> **Aim**
Return every entry below word for word, leaving out the pictures.
▬▬▬▬▬▬▬▬▬▬
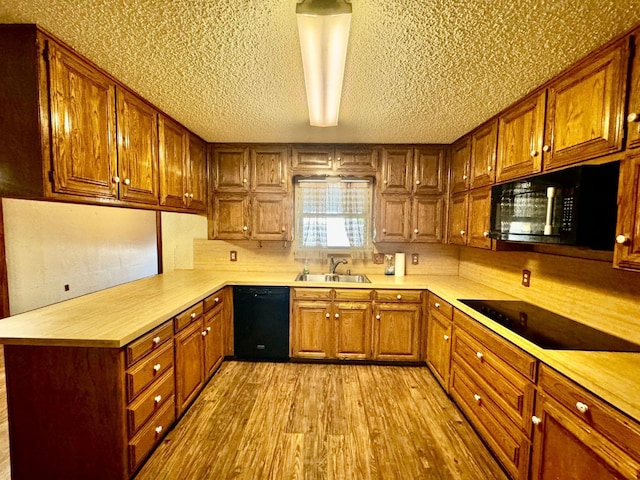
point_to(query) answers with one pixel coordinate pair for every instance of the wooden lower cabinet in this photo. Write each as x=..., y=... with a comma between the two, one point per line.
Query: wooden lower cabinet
x=578, y=436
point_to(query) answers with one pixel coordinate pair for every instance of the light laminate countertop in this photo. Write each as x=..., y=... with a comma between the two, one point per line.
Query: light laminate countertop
x=114, y=317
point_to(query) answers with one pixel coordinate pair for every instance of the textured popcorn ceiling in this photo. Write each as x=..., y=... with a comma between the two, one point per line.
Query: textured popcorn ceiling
x=417, y=71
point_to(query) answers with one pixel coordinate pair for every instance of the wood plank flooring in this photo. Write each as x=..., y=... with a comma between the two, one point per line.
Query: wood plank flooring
x=318, y=421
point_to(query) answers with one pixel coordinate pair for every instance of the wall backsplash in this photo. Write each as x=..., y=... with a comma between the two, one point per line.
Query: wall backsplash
x=589, y=291
x=279, y=257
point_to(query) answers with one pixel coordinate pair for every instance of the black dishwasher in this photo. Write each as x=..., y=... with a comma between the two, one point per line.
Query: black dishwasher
x=261, y=323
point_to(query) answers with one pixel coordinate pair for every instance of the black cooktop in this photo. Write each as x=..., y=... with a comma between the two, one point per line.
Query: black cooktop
x=547, y=329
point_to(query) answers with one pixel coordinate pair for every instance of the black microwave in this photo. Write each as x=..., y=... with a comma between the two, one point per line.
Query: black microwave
x=576, y=206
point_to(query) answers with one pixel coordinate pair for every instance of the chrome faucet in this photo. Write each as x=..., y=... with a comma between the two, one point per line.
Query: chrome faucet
x=333, y=264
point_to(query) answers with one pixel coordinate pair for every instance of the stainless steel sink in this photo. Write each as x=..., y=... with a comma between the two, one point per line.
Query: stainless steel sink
x=329, y=277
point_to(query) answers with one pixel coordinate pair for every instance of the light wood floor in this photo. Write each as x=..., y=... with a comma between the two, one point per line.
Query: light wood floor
x=311, y=421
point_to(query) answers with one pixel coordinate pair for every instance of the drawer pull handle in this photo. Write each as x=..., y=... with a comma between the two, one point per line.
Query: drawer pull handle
x=582, y=407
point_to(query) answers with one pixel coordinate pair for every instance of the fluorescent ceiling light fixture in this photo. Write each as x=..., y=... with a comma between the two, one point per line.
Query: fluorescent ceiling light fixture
x=323, y=26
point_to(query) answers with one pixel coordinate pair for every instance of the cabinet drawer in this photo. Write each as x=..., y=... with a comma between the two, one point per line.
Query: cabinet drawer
x=353, y=294
x=152, y=400
x=315, y=293
x=146, y=371
x=213, y=300
x=142, y=444
x=149, y=342
x=411, y=296
x=439, y=305
x=509, y=445
x=600, y=416
x=185, y=318
x=519, y=360
x=513, y=393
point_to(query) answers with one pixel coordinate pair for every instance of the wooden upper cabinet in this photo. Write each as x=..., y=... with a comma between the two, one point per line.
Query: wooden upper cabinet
x=269, y=168
x=231, y=169
x=483, y=154
x=137, y=149
x=360, y=159
x=479, y=217
x=196, y=185
x=585, y=108
x=633, y=118
x=520, y=137
x=173, y=142
x=83, y=126
x=429, y=174
x=626, y=254
x=395, y=174
x=460, y=159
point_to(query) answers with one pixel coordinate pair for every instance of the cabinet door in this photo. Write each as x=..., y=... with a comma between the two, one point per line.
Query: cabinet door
x=439, y=348
x=189, y=365
x=458, y=219
x=429, y=170
x=83, y=127
x=137, y=149
x=520, y=136
x=213, y=340
x=352, y=330
x=479, y=218
x=426, y=218
x=393, y=218
x=197, y=177
x=311, y=327
x=231, y=169
x=395, y=174
x=173, y=139
x=231, y=216
x=356, y=159
x=312, y=158
x=484, y=142
x=396, y=333
x=269, y=168
x=585, y=109
x=626, y=253
x=460, y=158
x=270, y=217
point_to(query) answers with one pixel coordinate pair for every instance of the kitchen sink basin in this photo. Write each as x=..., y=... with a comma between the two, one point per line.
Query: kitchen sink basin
x=330, y=277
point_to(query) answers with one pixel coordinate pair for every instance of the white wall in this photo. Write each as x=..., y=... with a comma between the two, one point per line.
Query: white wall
x=50, y=245
x=178, y=232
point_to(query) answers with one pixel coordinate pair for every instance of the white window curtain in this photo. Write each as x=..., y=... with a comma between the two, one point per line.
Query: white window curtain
x=333, y=215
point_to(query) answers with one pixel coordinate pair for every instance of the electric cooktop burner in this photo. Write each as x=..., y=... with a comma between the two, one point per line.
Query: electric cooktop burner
x=547, y=329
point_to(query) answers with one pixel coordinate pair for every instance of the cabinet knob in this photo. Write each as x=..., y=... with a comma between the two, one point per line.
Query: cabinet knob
x=622, y=239
x=582, y=407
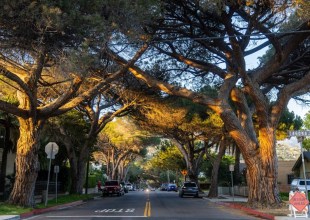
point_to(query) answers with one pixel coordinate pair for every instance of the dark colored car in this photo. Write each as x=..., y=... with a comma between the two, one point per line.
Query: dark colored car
x=164, y=187
x=189, y=189
x=123, y=184
x=172, y=187
x=113, y=187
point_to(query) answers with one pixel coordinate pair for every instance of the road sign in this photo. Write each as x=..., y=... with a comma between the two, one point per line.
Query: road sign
▬▬▬▬▬▬▬▬▬▬
> **Task solution**
point_to(query) answers with one pixel coordinate pair for every instance of the wooden lower cabinet in this photo. Write each as x=..., y=... with a comma between the two, one point per line.
Query: wooden lower cabinet
x=578, y=436
point_to(query) answers with one pixel coordinate pair for every instance of the light laminate countertop in this photo. Write each as x=..., y=... with a comma between the two, one point per line.
Query: light laminate countertop
x=114, y=317
point_to(query) answers with one pixel coordinate pair for every instance of the textured popcorn ceiling in this photo. Write each as x=..., y=... with a comma between the two, one point per line.
Query: textured popcorn ceiling
x=417, y=71
point_to(query) answers with one pixel coordinate pair for every instance of the wood plank flooring in this photo. Write each as x=..., y=... with a comma between the two, one point per line.
Query: wood plank flooring
x=318, y=421
point_to(query) answers with one pixel coordinate pair for every instance of the wall backsplash in this photo. Write each as x=..., y=... with a comma between the two, one point per line.
Query: wall backsplash
x=589, y=291
x=279, y=257
point_to(query) answers with one pixel coordinate pair for every instance of the black dishwasher in this photo. Write each as x=..., y=... with a comma between the two, one point per line.
Query: black dishwasher
x=261, y=323
point_to(query) answers with one pixel coordinate pair for every instance of the black cooktop in this photo. Write each as x=..., y=... with a comma between the two, one point per line.
Query: black cooktop
x=547, y=329
point_to(query) answers with one pixel coordinate pair for every instance of the black microwave in this photo. Write each as x=..., y=... with a comma between the two, one point per line.
Query: black microwave
x=576, y=206
point_to(query) answers with one pixel coordinate pair for every instance of the chrome faucet in this photo. Write each as x=..., y=... with a comma between the two, one point per line.
Query: chrome faucet
x=333, y=264
point_to(query) answers with one pixel coordinate pair for every instance of the stainless steel sink in this photo. Write each as x=..., y=... with a comma between the two, one point per line.
Query: stainless steel sink
x=329, y=277
point_to(query) answers with one pixel coordinate pair for every instance of the light wood floor in this photo. Write each as x=..., y=... with a comma between the two, one point per line.
Query: light wood floor
x=311, y=421
point_to(query) answers with one pixel coordinate pair for every instance of the drawer pull handle in this photo. Write each as x=..., y=... with a comma between the two, one point per line.
Query: drawer pull handle
x=582, y=407
point_to(query) answers with one pixel coordinate pair for every instance of the fluorescent ceiling light fixture in this photo. Write each as x=..., y=... with a comma between the two, one point per line.
Query: fluorescent ceiling light fixture
x=323, y=26
point_to(query) answers with one pixel coordinate pair for every instance of the cabinet drawer in this photo. Write each as x=..., y=... with a comma between the two, one point per line.
Query: cabinet drawer
x=353, y=294
x=152, y=400
x=315, y=293
x=146, y=371
x=213, y=300
x=142, y=444
x=149, y=342
x=411, y=296
x=439, y=305
x=509, y=445
x=600, y=416
x=185, y=318
x=519, y=360
x=513, y=393
point_to(query) answers with one pixel coordinate pair for every instance of the wooden upper cabinet in this photo. Write each as x=..., y=... with a comma between the two, one point per line.
Query: wooden upper cabinet
x=269, y=168
x=231, y=169
x=483, y=154
x=137, y=149
x=360, y=159
x=479, y=217
x=196, y=185
x=585, y=108
x=633, y=118
x=520, y=137
x=173, y=142
x=83, y=126
x=429, y=174
x=626, y=254
x=395, y=174
x=460, y=159
point_to(query) answers with one pixel coordinate pair for every instance of the cabinet door in this photo. Write each as x=..., y=... with a comma between the two, one point per line.
Query: cabinet door
x=439, y=348
x=189, y=365
x=458, y=219
x=429, y=170
x=83, y=127
x=137, y=149
x=520, y=136
x=213, y=340
x=352, y=330
x=479, y=218
x=426, y=218
x=393, y=218
x=197, y=177
x=311, y=327
x=231, y=169
x=395, y=174
x=173, y=139
x=231, y=216
x=356, y=159
x=312, y=158
x=484, y=142
x=396, y=333
x=269, y=168
x=585, y=109
x=626, y=253
x=460, y=158
x=270, y=217
point_to(query) answers with one pixel coordinate pair for every instance of the kitchen sink basin in this photo. Write each as x=..., y=... with a comma between the two, one point per line.
Query: kitchen sink basin
x=330, y=277
point_to(query) answers with one pixel coordinate pair for every instance of the white wall in this photo. Write each as x=..., y=... with a comma between the two, one point per line.
Query: white wall
x=50, y=245
x=178, y=232
point_to(query) answers with one pixel coordinate pair for every instance of the white window curtain in this photo. Write each as x=..., y=... with a comma between the two, one point per line.
Query: white window curtain
x=333, y=215
point_to(query) answers with one pixel coordinate pair for every instance of the electric cooktop burner in this photo. Write each as x=..., y=... with a comma between the two, one point per line.
Query: electric cooktop burner
x=547, y=329
point_to(query) answers with one pixel coordinate pair for every instance of the cabinet knob in this photo. Write each as x=..., y=... with a comma between the two, one point per line.
Query: cabinet knob
x=622, y=239
x=582, y=407
point_to(query) answers with one pixel coordinate pair for every instance of the dark colored car in this photo. Write each as x=..., y=... with a comma between the two, one point per line.
Query: dark colored car
x=164, y=187
x=189, y=189
x=123, y=184
x=172, y=187
x=113, y=187
point_to(query) answers with one pixel coordinate pair for every instance of the road sign in this photo. Write each as x=..., y=... with a comma between the two, one point per line.
Query: road sign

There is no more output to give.